*WORK TO BE COMPLETED*: Recast the items below as a numbered list, omitting any blank lines.

*Excerpts of bounding box data*:
** Begin **
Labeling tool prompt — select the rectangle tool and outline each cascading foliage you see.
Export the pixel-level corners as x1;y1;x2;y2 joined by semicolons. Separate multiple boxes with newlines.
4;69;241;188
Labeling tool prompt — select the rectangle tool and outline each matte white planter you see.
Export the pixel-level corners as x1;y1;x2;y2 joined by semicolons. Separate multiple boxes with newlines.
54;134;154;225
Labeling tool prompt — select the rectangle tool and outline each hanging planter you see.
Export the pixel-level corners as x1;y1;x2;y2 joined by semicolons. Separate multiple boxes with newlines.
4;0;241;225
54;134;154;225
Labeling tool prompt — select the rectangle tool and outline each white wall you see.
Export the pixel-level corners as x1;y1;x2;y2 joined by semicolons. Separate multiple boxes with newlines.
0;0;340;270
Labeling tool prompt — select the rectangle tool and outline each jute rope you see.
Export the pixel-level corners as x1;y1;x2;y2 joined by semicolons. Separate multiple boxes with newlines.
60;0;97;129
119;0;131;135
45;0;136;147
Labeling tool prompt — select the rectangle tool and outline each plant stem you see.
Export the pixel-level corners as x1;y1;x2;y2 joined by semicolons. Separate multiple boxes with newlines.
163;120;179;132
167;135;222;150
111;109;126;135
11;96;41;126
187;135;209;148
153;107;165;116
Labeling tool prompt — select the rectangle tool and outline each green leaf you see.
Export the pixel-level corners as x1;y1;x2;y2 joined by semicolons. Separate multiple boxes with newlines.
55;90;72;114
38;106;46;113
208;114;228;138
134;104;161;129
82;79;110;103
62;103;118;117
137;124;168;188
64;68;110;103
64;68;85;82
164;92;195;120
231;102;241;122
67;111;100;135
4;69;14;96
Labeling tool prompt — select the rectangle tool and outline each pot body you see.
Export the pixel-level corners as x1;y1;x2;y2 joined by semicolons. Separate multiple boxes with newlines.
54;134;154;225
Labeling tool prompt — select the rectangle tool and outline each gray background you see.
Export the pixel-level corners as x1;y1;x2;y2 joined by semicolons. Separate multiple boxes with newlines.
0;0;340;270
** End **
*TASK RESPONSE*:
1. Labeling tool prompt — select the rectangle tool and outline each cascading foliage you see.
2. Export the pixel-level corners as x1;y1;x2;y2 joined by semicolons. Separate multiple boxes with newlines.
3. 4;69;241;188
4. Labeling tool prompt — select the rectangle tool and outline each matte white planter you see.
5. Export the pixel-level corners as x1;y1;x2;y2 joined by semicolons. Separate multiple boxes with newlines.
6. 54;134;154;225
7. Labeling tool prompt — select the rectangle tool and outline each hanging planter you see.
8. Export the pixel-level corners as x1;y1;x2;y2 joined by semicolons. Separate multiple boxes with newlines.
9. 4;0;241;225
10. 54;134;154;225
11. Labeling tool prompt — select the rectangle tool and outline each white wall you see.
12. Export the pixel-level corners as x1;y1;x2;y2 joined by semicolons. Separate multiple boxes with newlines.
13. 0;0;340;270
14. Labeling tool prompt — select the rectangle tool and outline each jute rope you see.
15. Export the pixel-level corners as x1;y1;x2;y2 joined by semicolons. Separate multiple boxes with newlines.
16. 60;0;97;129
17. 119;0;131;135
18. 45;0;136;147
19. Labeling tool prompt — select the rectangle tool and outline each plant stem you see.
20. Export the pixel-level corners as x1;y1;x2;y2 joined by semicolons. Separate multiple boxes with newlines.
21. 163;120;179;132
22. 167;135;222;150
23. 111;109;126;135
24. 11;96;41;126
25. 187;135;209;148
26. 153;107;165;116
27. Labeling tool prompt — select the rectangle tool and outline each green leaf you see.
28. Export the pixel-level corners as x1;y1;x2;y2 joined by semicolons. Separate multiple boxes with newlines.
29. 55;90;72;114
30. 38;106;46;113
31. 208;114;228;138
32. 134;104;161;129
33. 82;79;110;103
34. 62;103;118;117
35. 137;124;168;188
36. 64;68;110;103
37. 64;68;85;82
38. 164;92;195;120
39. 231;102;241;122
40. 67;111;100;135
41. 4;69;14;96
42. Labeling tool prompt — select the rectangle tool and outline each pot body you see.
43. Export the pixel-level corners as x1;y1;x2;y2 joined by semicolons. Separate multiple boxes with newlines.
44. 54;134;154;225
45. Labeling tool prompt — select the rectangle tool and outline each gray background you see.
46. Export the pixel-level corners as x1;y1;x2;y2 joined by semicolons. Separate multiple boxes with newlines.
47. 0;0;340;270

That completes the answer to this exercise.